**YOUR INSTRUCTIONS:** Where does the string "below" appear in the material? Copy each line that holds it.

════════════════════

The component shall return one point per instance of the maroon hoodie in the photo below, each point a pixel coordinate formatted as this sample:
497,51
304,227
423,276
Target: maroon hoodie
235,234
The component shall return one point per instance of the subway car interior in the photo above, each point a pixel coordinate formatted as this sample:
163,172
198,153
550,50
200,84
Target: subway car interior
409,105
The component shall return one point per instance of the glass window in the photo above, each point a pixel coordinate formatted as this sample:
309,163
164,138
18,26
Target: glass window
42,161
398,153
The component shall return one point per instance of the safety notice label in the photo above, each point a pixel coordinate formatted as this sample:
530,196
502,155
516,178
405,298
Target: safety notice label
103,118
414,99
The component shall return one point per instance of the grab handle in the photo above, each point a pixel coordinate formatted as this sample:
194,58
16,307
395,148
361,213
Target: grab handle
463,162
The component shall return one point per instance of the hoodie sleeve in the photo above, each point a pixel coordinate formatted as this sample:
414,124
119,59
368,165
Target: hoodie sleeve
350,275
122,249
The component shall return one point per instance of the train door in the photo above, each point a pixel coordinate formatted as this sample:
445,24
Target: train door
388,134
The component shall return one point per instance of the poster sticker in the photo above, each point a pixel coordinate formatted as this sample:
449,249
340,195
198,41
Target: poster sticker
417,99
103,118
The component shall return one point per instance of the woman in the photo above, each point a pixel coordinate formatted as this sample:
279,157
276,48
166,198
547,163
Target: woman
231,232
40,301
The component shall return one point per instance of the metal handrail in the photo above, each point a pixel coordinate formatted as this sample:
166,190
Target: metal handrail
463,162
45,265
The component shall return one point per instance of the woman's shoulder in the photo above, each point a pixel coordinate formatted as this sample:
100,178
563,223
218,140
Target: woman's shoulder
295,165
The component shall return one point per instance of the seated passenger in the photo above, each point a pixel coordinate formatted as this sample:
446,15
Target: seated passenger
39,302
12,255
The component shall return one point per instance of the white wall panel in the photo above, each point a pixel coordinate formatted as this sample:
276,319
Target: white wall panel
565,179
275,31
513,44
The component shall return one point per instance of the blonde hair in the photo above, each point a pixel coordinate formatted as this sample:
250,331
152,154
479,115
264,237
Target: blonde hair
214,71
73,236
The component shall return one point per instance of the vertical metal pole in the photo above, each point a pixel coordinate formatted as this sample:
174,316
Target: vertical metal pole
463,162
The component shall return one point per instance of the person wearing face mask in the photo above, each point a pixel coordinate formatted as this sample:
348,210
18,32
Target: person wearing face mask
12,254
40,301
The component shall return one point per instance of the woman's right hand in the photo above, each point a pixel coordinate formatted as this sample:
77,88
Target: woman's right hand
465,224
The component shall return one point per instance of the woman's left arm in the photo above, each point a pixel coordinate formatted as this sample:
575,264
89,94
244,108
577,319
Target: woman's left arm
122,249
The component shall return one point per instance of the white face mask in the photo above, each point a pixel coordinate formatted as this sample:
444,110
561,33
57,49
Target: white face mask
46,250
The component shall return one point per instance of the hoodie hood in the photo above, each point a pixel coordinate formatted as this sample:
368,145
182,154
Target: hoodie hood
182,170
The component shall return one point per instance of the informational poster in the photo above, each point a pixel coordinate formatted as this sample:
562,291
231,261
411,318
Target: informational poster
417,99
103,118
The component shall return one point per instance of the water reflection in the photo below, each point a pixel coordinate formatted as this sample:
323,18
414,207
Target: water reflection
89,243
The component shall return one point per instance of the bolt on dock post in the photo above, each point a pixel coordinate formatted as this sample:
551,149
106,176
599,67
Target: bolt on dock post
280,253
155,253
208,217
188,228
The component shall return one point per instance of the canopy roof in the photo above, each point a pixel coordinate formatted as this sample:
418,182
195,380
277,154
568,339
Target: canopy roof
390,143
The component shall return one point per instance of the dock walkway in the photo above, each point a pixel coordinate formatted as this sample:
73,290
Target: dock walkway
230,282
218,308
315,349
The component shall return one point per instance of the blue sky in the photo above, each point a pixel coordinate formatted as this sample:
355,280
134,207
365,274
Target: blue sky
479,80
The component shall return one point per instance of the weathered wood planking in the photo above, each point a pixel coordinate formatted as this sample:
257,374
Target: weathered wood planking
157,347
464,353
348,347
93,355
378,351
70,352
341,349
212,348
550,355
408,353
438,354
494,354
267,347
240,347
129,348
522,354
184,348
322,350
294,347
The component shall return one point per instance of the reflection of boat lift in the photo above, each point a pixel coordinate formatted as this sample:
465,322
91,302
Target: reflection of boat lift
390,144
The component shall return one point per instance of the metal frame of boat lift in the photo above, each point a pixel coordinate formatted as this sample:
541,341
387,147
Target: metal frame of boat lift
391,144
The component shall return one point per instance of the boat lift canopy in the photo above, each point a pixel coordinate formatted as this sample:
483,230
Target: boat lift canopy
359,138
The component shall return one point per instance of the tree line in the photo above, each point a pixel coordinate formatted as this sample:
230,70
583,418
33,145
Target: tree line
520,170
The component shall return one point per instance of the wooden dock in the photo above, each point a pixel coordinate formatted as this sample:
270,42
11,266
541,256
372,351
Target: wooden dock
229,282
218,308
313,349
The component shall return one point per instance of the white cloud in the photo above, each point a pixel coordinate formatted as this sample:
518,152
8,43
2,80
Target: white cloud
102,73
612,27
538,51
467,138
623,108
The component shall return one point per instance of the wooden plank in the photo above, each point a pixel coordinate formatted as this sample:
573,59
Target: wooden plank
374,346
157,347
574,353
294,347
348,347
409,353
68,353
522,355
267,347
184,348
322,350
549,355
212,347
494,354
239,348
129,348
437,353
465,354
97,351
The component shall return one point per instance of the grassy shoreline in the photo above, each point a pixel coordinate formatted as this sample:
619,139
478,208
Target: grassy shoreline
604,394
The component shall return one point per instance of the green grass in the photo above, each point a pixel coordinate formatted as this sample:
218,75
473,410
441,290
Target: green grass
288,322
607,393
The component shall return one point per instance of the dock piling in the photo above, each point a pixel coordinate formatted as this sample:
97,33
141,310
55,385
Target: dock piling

════════════════════

**WRITTEN ANSWER:**
The component shall return one point per instance of the maroon hoodie in the photo below, each point a pixel coordinate formatted as this sample:
The component shall return one point per instance of the water reflection in the photo below, each point a pixel coordinate formatted as this sample:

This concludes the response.